INSTRUCTION:
Print exactly the lines from the one containing "Objective — a point for each instance of the wooden skewer" through the last line of the listing, both included.

------------

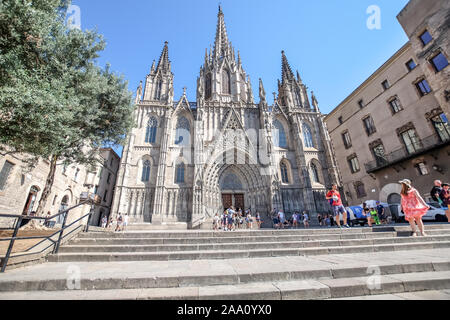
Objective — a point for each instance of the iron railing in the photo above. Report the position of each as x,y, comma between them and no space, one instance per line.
56,243
403,153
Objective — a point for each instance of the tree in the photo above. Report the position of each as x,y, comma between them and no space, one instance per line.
55,102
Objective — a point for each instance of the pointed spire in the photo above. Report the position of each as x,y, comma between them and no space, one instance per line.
262,92
164,63
286,71
221,44
153,67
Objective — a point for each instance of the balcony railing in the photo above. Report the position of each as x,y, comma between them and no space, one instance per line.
406,152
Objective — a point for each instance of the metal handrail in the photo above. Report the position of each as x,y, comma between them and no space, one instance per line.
56,243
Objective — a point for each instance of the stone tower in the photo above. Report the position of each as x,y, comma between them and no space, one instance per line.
186,161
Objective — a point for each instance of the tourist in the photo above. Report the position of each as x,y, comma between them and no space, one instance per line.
337,205
104,222
381,213
305,220
249,220
281,218
295,220
374,216
216,220
275,220
125,222
436,192
445,196
119,222
320,219
413,206
258,219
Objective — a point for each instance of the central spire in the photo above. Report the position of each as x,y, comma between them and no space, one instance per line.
221,44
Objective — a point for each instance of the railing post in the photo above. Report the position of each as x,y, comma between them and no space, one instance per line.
56,249
11,244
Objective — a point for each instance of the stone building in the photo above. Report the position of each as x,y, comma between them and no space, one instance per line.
427,25
21,188
390,128
186,161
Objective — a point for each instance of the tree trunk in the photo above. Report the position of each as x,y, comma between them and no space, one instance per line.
47,188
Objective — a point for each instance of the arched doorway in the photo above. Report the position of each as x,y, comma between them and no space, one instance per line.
394,199
31,200
64,206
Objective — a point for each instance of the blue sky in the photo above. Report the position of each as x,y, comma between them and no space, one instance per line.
328,41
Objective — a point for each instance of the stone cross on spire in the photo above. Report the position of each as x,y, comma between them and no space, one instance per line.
286,71
164,63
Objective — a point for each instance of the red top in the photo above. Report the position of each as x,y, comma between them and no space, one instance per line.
335,193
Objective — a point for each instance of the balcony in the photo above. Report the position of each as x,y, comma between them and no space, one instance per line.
406,152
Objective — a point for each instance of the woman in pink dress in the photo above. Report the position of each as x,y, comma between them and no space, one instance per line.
413,206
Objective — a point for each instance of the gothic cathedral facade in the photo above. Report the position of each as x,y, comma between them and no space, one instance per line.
186,161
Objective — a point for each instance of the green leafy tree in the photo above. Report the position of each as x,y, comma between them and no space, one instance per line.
55,102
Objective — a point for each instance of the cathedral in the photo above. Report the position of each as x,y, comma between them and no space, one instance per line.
186,161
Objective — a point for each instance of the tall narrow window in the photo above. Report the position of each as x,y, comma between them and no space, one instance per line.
425,37
150,136
353,163
315,173
279,135
158,90
4,174
412,142
395,105
440,123
439,62
146,171
284,173
208,87
182,133
347,140
226,87
423,87
379,154
180,173
307,135
369,125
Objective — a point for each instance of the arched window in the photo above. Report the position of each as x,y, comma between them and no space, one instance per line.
182,134
208,90
284,173
307,135
279,135
150,136
146,171
315,173
179,173
226,87
158,89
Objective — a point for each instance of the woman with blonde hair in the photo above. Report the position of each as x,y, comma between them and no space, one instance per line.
413,206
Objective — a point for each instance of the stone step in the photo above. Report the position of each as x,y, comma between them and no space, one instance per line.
257,233
271,290
139,275
230,239
234,254
248,246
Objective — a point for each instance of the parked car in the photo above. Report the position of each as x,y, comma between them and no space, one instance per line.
435,213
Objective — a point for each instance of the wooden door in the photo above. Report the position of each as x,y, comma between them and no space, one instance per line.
227,200
239,201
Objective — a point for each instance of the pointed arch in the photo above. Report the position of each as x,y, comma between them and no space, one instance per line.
152,125
180,170
226,82
145,177
279,135
307,136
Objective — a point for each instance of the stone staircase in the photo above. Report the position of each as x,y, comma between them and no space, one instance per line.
264,264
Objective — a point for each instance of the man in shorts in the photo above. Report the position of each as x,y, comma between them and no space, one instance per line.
337,205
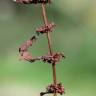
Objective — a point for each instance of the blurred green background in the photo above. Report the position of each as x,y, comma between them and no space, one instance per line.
75,34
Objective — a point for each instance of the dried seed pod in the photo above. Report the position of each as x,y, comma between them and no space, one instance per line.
26,56
45,29
25,46
32,1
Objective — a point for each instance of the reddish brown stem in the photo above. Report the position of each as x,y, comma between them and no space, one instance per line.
49,43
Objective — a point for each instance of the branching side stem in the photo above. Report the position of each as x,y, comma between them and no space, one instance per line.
49,43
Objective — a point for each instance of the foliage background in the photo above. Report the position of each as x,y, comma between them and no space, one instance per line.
75,34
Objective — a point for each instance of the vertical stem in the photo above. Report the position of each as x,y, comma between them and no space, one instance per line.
49,43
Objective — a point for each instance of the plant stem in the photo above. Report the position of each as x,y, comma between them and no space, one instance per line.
49,43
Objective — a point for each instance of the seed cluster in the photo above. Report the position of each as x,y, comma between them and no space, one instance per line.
51,58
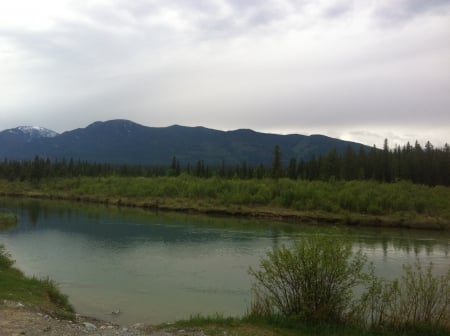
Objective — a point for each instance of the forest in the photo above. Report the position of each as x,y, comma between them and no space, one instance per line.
426,165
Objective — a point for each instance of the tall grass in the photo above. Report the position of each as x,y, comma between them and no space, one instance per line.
315,280
401,199
14,285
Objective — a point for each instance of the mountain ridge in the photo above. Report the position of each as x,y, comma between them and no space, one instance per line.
122,141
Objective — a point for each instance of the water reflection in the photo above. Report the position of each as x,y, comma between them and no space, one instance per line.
158,266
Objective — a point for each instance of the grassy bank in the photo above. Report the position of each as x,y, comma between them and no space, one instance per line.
15,286
7,221
400,204
218,326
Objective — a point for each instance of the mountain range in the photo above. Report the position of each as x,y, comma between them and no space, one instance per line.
126,142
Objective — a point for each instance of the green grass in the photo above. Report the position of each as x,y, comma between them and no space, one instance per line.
15,286
7,221
219,325
370,203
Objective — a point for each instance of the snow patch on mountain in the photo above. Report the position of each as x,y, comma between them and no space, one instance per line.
33,132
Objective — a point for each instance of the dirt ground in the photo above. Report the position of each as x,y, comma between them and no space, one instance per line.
17,319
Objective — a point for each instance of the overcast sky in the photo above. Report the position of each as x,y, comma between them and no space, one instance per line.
361,70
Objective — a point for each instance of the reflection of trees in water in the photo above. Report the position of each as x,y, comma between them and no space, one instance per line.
409,245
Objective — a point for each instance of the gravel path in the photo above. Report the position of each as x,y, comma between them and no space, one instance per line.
20,320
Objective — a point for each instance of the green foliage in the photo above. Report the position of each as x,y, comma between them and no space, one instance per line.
419,298
313,280
402,201
7,221
43,292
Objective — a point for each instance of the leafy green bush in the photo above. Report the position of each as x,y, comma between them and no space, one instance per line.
417,298
312,280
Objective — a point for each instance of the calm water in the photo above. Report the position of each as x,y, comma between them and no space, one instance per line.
162,267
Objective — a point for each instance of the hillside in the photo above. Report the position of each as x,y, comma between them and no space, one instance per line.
123,141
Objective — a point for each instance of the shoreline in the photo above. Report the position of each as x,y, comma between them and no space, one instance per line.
351,219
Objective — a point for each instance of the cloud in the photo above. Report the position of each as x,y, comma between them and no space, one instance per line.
268,64
401,11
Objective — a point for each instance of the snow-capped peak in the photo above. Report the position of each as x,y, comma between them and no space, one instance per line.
33,132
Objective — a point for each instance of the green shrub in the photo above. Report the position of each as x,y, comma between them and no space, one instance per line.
312,280
418,298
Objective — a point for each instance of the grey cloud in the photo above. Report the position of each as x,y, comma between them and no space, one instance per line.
338,9
397,12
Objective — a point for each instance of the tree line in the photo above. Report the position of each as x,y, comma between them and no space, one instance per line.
427,165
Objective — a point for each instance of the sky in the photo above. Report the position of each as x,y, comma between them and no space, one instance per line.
361,70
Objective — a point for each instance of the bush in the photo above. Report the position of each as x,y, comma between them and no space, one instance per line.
418,298
312,280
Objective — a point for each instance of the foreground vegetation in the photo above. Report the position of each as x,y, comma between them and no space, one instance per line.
7,221
15,286
309,289
401,204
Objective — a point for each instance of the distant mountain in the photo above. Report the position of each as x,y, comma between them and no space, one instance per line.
13,140
123,141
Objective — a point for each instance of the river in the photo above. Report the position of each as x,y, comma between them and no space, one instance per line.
158,267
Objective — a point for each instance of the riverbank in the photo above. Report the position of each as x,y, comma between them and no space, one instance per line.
358,203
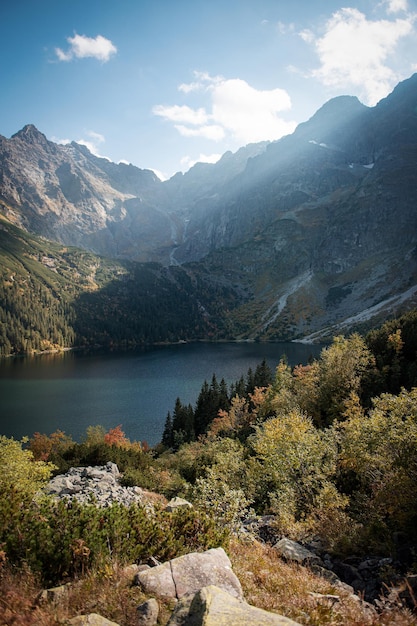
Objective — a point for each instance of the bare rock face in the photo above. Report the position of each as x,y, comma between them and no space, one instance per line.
189,573
65,193
92,619
99,483
212,606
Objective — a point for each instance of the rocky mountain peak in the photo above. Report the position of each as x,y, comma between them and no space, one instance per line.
31,135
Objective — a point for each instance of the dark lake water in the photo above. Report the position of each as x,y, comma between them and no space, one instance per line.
72,391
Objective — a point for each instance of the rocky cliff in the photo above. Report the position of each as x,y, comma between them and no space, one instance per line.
315,233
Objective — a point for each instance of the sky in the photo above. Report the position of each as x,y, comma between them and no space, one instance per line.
163,84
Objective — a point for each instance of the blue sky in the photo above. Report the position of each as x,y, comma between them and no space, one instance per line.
165,83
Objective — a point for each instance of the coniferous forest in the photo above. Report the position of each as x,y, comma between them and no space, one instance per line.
326,450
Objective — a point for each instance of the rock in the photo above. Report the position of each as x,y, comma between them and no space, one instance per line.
93,619
99,483
189,573
157,581
212,606
293,551
147,613
178,503
53,595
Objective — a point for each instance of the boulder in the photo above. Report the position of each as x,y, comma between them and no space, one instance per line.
189,573
93,619
147,613
293,551
212,606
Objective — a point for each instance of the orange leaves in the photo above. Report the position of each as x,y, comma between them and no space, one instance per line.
116,437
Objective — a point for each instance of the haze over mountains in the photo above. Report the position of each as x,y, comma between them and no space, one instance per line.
313,234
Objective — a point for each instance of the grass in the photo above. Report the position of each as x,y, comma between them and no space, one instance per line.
267,581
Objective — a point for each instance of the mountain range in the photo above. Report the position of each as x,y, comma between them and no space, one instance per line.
301,238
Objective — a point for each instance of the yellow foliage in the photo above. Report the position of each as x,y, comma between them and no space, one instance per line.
20,473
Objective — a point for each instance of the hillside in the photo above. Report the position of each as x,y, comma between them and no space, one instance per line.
55,297
309,236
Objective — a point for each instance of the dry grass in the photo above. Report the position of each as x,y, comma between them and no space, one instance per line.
267,582
296,592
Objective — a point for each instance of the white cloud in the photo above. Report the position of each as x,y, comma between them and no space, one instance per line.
234,107
95,140
208,131
187,162
182,114
82,47
355,51
395,6
251,115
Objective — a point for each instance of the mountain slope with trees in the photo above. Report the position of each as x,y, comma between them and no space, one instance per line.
314,234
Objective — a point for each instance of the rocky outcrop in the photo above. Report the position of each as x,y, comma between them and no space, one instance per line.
92,619
189,573
99,484
212,606
319,229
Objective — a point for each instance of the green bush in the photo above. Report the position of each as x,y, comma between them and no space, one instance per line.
62,539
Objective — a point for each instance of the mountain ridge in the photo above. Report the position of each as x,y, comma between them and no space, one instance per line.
309,231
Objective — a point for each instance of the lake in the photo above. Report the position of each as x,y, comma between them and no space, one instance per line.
72,391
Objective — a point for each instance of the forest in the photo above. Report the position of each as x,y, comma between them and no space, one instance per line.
53,297
328,449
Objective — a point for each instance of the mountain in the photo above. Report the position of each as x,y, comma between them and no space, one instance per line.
309,236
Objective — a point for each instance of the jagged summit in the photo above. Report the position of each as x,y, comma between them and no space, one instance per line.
30,134
314,232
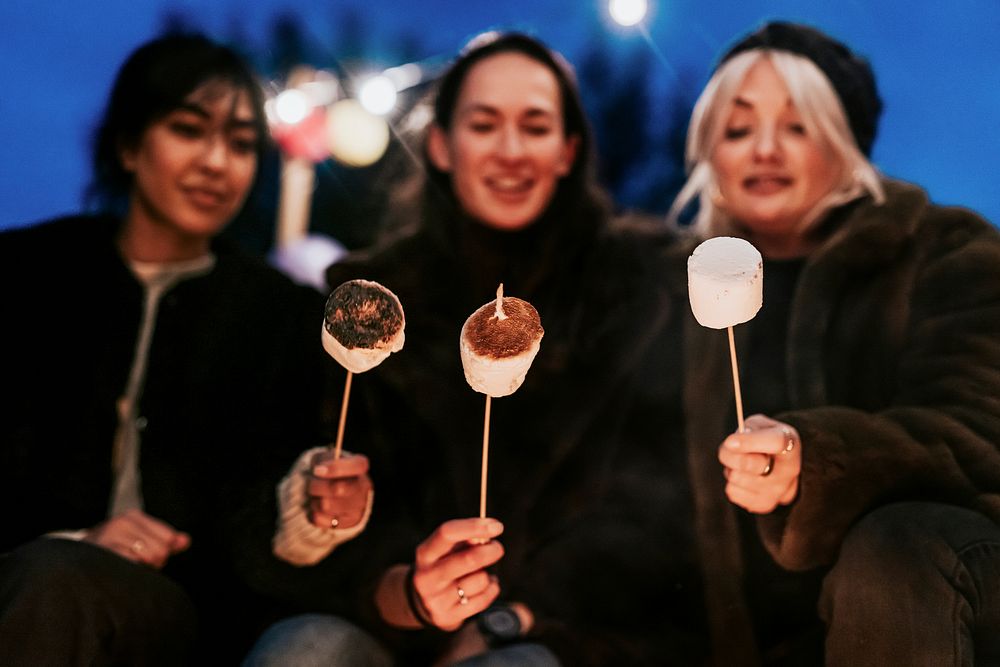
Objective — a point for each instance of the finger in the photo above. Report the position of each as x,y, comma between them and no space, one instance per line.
451,533
745,461
474,584
447,611
756,503
324,466
445,573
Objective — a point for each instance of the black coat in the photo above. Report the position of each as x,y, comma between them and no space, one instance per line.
571,451
232,395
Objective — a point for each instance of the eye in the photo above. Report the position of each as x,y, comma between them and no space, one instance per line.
185,129
537,130
243,145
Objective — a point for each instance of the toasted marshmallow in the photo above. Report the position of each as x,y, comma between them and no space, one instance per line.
725,282
363,325
498,343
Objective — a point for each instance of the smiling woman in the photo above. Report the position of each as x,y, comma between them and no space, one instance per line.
144,371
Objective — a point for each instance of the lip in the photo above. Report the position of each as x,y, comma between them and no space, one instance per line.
509,187
767,183
205,197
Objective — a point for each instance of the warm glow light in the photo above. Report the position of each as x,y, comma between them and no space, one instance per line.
357,138
627,12
292,106
378,95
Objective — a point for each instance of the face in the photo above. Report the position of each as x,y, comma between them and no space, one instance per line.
192,170
506,149
771,172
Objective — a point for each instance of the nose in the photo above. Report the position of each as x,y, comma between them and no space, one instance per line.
511,144
766,147
216,153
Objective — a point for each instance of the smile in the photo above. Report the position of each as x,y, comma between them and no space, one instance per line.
766,184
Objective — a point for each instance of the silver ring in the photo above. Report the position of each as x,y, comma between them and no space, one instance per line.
789,440
769,467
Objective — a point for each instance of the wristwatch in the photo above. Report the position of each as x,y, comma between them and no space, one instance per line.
499,624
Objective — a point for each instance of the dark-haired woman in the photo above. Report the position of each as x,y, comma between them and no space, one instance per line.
507,195
158,382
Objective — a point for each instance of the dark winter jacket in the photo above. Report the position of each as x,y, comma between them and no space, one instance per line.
893,374
231,397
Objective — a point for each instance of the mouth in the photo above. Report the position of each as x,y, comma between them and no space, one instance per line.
509,186
766,184
206,197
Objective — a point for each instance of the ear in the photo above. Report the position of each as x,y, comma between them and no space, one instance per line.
126,155
437,148
569,155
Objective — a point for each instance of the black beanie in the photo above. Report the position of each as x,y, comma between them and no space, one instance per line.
850,75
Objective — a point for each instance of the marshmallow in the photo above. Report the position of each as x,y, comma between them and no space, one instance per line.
363,325
725,282
498,343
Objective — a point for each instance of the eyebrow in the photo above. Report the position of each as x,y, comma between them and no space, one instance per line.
232,122
533,112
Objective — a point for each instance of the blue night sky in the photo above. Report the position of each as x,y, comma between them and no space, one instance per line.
937,66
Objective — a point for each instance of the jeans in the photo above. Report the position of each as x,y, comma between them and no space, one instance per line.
316,640
72,603
319,640
915,584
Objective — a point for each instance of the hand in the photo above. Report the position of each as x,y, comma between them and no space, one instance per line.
338,490
761,470
450,580
139,537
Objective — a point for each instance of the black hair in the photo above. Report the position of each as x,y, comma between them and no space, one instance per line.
154,81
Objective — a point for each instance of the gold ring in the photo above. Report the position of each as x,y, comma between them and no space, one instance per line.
789,440
769,467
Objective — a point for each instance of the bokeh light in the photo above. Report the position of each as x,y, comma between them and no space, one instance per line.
627,12
357,138
378,95
292,106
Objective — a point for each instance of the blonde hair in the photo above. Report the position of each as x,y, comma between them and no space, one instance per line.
822,114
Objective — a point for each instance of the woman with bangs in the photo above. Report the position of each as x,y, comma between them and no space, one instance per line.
866,485
159,383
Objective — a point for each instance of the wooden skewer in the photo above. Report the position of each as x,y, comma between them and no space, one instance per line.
736,379
343,416
486,458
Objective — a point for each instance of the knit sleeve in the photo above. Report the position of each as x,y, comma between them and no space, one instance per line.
297,540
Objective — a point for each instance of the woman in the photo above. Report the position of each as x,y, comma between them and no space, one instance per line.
509,196
874,365
161,383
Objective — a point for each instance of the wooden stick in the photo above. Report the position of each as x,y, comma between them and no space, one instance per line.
486,458
736,379
343,416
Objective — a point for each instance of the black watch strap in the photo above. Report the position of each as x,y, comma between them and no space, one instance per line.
499,624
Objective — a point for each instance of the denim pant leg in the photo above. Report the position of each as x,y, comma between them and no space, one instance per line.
316,640
72,603
515,655
915,584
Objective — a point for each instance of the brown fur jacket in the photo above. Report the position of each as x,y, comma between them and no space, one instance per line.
893,369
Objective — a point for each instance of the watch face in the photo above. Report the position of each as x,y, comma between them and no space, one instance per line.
500,622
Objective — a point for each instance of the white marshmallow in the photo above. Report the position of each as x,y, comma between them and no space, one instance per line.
496,377
725,282
361,359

------------

WORKED ANSWER:
Objective — a point for each instance of the wooden skewer in the photo above. Report the position of each as x,y, comma between them and no space, one instance per line.
736,379
343,416
486,458
Objective — a point for each instance of the knit sleeve in the photo above. Report the position of each as x,y, comma between them and no space, one instance per line.
297,540
Objective — a point for each instance of the woman in the photo above. Report the position of each as x,y, comma between them and no space, one instance per line.
509,196
874,365
161,383
Objective — a point for each instance of the wooden stick in the photo above. Report the position of each as x,y, comma between them and no space, one instance per line.
486,458
736,379
343,416
Objective — a point for each instance of the black watch strap in the photo above. Report the position of each as x,y, comma between them and no space, one instance per line.
499,624
Objective — a point for each instance of the denim pant leg in the photo above. Report the position of each as x,y, comma between them and no space, one instance per line.
316,640
72,603
515,655
915,584
Objective — a point for each instance of the brown fur jacket in the photo above. Report the position of each as x,y, comma between them and no space, one instance per line.
893,369
Objective — a point for each instance of the watch face in the photo above. Report the position of each as x,y, comma between them and no space, one instance per line.
500,622
Objective — a point for each instance of the white marshmallow in the photo above. Report the position of each as x,y, comma between them and no space, one instance per line.
496,377
725,282
361,359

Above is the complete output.